Have you ever been handed an auto transmission repair bill? I have and it isn’t pretty. One day you innocently notice a slight vibration or hesitation as your car attempts to shift into gear, but you just brush it off as “one-time” thing. Cars make a lot of funny noises, right? I drove a Saturn for a while, and it had so many rattles and shakes that we jokingly called the radio our mechanic. My husband – who is a mechanic, by the way – would say that the best way to fix a Saturn is to turn the stereo up a little so you can’t hear all the “mysterious” noises.
I know that is a little extreme (and he did make sure my car was safe to drive) but the truth is that cars are often like people – they occasionally make odd noises and do funny things. They shutter, shake, shiver, or hesitate. Who knows? Maybe they don’t like frosty mornings or late night treks any more than we do.
Fact is, if we complained about every little peculiarity we would spend half of our lives in the repair shop and a good chunk of our paycheck on mechanic bills. But, unfortunately, there does come a point when that “one-time” thing becomes a “once in a while” thing and then a “quite regular” thing. So, if that weird noise you heard on Monday morning goes away and never returns, you can likely skip a trip to the garage. However, if it comes back for an encore, you should probably pay attention.

> Provided data
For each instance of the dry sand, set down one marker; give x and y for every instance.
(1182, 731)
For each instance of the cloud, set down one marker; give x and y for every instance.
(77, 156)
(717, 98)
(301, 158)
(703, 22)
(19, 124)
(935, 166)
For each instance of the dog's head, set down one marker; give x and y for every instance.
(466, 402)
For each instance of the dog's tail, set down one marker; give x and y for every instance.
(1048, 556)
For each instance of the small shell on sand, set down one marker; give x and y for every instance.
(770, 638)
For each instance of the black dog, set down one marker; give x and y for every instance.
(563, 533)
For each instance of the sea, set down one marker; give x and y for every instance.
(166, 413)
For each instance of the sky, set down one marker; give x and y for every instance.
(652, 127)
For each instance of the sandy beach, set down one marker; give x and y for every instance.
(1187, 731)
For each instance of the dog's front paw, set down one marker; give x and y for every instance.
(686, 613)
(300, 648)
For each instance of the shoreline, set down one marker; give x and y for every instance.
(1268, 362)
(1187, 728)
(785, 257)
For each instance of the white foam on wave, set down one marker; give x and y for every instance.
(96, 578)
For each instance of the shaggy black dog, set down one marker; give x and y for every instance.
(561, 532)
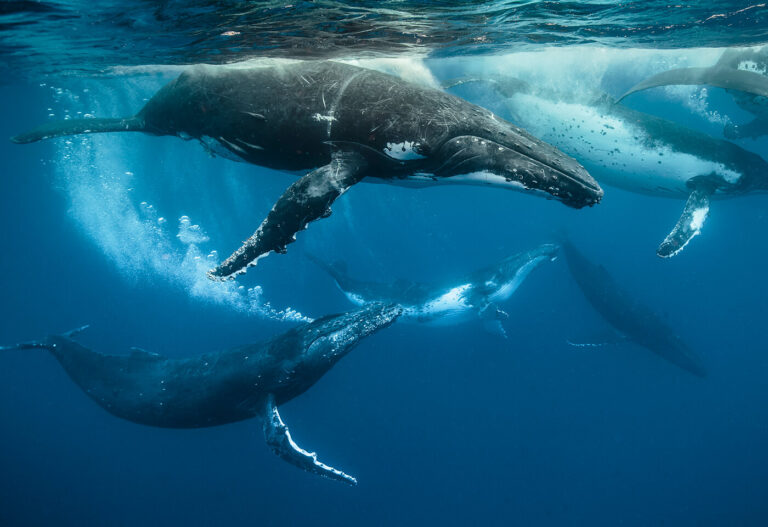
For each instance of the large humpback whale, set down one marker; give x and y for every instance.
(638, 152)
(477, 296)
(633, 320)
(343, 124)
(742, 72)
(221, 387)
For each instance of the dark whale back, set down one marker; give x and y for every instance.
(633, 319)
(149, 389)
(219, 387)
(288, 117)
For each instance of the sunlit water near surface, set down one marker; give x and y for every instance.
(447, 425)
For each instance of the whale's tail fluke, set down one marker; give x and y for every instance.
(42, 344)
(80, 126)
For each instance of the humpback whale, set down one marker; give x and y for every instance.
(626, 315)
(341, 123)
(749, 87)
(221, 387)
(638, 152)
(476, 296)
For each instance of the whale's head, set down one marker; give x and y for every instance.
(306, 353)
(518, 161)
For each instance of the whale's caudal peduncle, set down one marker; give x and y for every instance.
(342, 124)
(222, 387)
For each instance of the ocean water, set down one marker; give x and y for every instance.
(441, 425)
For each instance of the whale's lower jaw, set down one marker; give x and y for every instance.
(475, 179)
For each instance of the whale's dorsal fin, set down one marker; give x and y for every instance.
(306, 200)
(691, 220)
(279, 439)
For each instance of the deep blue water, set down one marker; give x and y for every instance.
(441, 426)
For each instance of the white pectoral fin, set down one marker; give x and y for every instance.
(598, 340)
(690, 223)
(492, 315)
(279, 439)
(306, 200)
(494, 327)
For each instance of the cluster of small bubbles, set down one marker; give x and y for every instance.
(132, 232)
(189, 233)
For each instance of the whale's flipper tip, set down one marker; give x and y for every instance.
(306, 200)
(279, 439)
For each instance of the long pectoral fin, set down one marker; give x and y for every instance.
(728, 78)
(689, 225)
(279, 439)
(306, 200)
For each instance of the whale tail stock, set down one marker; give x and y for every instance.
(42, 344)
(80, 126)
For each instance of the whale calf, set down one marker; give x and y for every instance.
(341, 123)
(741, 72)
(476, 296)
(637, 152)
(626, 315)
(221, 387)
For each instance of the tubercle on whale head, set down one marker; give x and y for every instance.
(523, 163)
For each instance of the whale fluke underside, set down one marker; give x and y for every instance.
(279, 439)
(728, 78)
(80, 126)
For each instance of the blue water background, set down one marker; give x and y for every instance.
(448, 426)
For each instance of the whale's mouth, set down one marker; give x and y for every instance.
(531, 166)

> Work instructions
A: Reproduce the stretch of the car-noise piece from "I know that" through "than we do.".
B: According to the car-noise piece, what did the writer's husband say was the best way to fix a Saturn?
C: Resume the car-noise piece after its final sentence and keep writing.

> Task-by-task answers
A:
I know that is a little extreme (and he did make sure my car was safe to drive) but the truth is that cars are often like people – they occasionally make odd noises and do funny things. They shutter, shake, shiver, or hesitate. Who knows? Maybe they don’t like frosty mornings or late night treks any more than we do.

B: To turn the stereo up a little so you can't hear all the "mysterious" noises.

C:
If you are like me, taking your car to a repair shop is kind of like waiting in the doctor’s office for the results of blood work. While your vehicle is being diagnosed, you are running all the “worst case scenarios” through your mind. It’s like you are trying to prepare yourself ahead of time to hear really scary words like “engine” or “transmission”.
While an auto transmission repair problem isn’t a death sentence for your car, it can definitely be a major repair. It usually means a lot of downtime and a huge bill. Your transmission is an amazing work or art. Ok, you might not want to mount it over your fireplace, but you have to admit that it is rather fascinating how all these gears and bearings and interestingly shaped parts are put together to create a system that actually propels your vehicle from Point A to Point B. Some people say that the transmission is the second most important part of the car, next to the engine. But, I respectfully disagree. It’s really a team effort – you can’t have one without the other. While, I guess you can, but they are rather useless independently. They are like the heart and the brain of your car. They work together. So, a problem with your transmission can affect the operation of the engine. And if you don’t fix it, you could have even bigger issues to deal with.
But, contrary to popular belief, an auto transmission repair doesn’t always have to be scary (are you breathing a sigh of relief now?) While it can be a costly adventure, in a lot of cases, the problem is actually quite minor. And, as with anything mechanical, if you catch the problem early enough, you may be able to avoid more serious issues. But, you can’t always count on mechanics to offer you the easy way out. After all, they are in the business to make money. So, when they see a woman walk through their doors, they get dollar signs in their eyes.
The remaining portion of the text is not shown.